• Data for the task:
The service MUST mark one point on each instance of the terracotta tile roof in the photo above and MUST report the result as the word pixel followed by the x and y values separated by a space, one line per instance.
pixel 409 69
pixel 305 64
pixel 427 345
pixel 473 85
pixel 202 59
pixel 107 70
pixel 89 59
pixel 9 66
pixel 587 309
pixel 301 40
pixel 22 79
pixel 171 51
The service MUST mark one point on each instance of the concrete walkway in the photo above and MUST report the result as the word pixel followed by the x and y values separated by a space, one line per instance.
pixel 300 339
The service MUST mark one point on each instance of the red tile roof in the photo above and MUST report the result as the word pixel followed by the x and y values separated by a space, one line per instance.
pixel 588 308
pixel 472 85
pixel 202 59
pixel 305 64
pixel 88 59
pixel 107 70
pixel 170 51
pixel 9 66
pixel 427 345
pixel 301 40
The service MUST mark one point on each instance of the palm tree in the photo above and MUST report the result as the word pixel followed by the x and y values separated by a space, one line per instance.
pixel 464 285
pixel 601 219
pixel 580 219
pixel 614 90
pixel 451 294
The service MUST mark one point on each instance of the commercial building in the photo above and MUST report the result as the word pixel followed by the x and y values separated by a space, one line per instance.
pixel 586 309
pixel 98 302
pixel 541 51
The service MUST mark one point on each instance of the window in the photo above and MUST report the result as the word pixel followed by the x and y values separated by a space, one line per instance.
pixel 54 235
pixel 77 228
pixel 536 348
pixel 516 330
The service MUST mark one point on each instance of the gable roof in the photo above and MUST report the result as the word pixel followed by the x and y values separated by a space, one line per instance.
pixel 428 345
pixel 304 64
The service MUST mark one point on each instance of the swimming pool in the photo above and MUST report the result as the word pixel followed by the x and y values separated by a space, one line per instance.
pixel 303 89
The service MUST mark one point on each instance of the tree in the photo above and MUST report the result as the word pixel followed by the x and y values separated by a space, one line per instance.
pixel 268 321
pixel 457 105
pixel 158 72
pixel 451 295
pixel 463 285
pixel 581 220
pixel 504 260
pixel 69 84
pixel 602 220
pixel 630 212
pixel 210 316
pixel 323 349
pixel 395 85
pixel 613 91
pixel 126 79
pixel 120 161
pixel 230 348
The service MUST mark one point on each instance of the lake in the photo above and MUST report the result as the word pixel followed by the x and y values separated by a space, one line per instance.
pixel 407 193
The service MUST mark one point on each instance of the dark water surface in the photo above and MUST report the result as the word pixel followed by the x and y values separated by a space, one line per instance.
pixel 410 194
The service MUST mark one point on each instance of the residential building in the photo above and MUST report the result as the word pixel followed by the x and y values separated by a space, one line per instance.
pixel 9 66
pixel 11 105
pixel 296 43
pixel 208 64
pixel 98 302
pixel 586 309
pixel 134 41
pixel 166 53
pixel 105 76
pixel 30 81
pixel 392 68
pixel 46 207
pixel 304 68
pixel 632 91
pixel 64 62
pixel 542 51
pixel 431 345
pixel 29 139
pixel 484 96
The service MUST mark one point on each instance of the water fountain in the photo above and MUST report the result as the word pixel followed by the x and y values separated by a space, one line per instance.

• Work request:
Retype the records in full, keeping every word as it is.

• Answer area:
The service MUST mark one point on each instance of the terracotta tile roof in the photo above and MUST report the result as the word pixel followed by the x and y values separated by a space, one line per instance.
pixel 409 69
pixel 305 64
pixel 427 345
pixel 473 85
pixel 202 59
pixel 107 70
pixel 89 59
pixel 9 66
pixel 587 309
pixel 301 40
pixel 22 79
pixel 171 51
The service MUST mark one point on each instance of the concrete walkway in the photo above and MUST report the result as the word pixel followed by the x and y values separated by a space, one line per instance.
pixel 300 339
The service MUST mark one point on each instance of the red tile roof in the photo above and MUST report the result as the word pixel followed by the x and y values separated by a space, one line per instance.
pixel 588 308
pixel 472 85
pixel 202 59
pixel 305 64
pixel 88 59
pixel 107 70
pixel 170 51
pixel 9 66
pixel 427 345
pixel 301 40
The service MUST mark one point on each instance of the palm tree in the photo above and MUST report the result as the word pixel followed by the x and y values separated by a space, one line per instance.
pixel 464 285
pixel 601 219
pixel 580 219
pixel 614 90
pixel 451 294
The service MUST mark one point on each instance of the commercial building in the photo above and MUST report the result as the word pixel followed by the x and y values separated by a space, one line per instance.
pixel 586 309
pixel 98 302
pixel 541 51
The service MUST mark one point on each instance of the window in the photo above and MUST report the result as the word pixel followed by the x and y values separated by a space, one line per instance.
pixel 54 235
pixel 77 228
pixel 536 348
pixel 516 330
The service MUST mark one point on each instance of the gable roof in the photo above and MUST report the result as the word pixel followed by the x and y values separated by a space, one line per instance.
pixel 428 345
pixel 304 64
The service MUST mark one point on each instance of the swimming pool in the photo above and MUST report the result as the word pixel followed by the x and y values separated by a space, one line per instance.
pixel 303 89
The service MUST mark one point on each instance of the tree in the photo above and MUST report the result as the word pixel followed by the x and y values separated by a space, one line per instance.
pixel 268 321
pixel 457 105
pixel 158 72
pixel 451 295
pixel 463 285
pixel 581 220
pixel 504 260
pixel 69 84
pixel 602 220
pixel 630 212
pixel 210 316
pixel 323 349
pixel 395 85
pixel 613 91
pixel 126 79
pixel 120 161
pixel 230 348
The service MUST mark one point on each instance of the lake in the photo above and MUST report the result as the word pixel followed by the x and y values separated by a space, one line per instance.
pixel 407 193
The service MUST mark one point on each instance of the dark water surface in the photo above and MUST report the result as the word pixel followed by the x and y values separated by a space, one line per instance.
pixel 410 194
The service MUST mark one point on each instance of the residential building in the photo above and MUST report the result as the word pixel followed by the x and y values separated by a space, one line per instance.
pixel 9 66
pixel 11 105
pixel 296 43
pixel 208 64
pixel 98 302
pixel 586 309
pixel 134 41
pixel 166 53
pixel 105 76
pixel 30 81
pixel 392 68
pixel 46 207
pixel 304 68
pixel 632 91
pixel 64 62
pixel 542 51
pixel 431 345
pixel 29 139
pixel 484 96
The service MUST mark one point on each instance of the water fountain in the photo above and MUST report the result as the word pixel followed by the x and y values separated by a space, one line per instance.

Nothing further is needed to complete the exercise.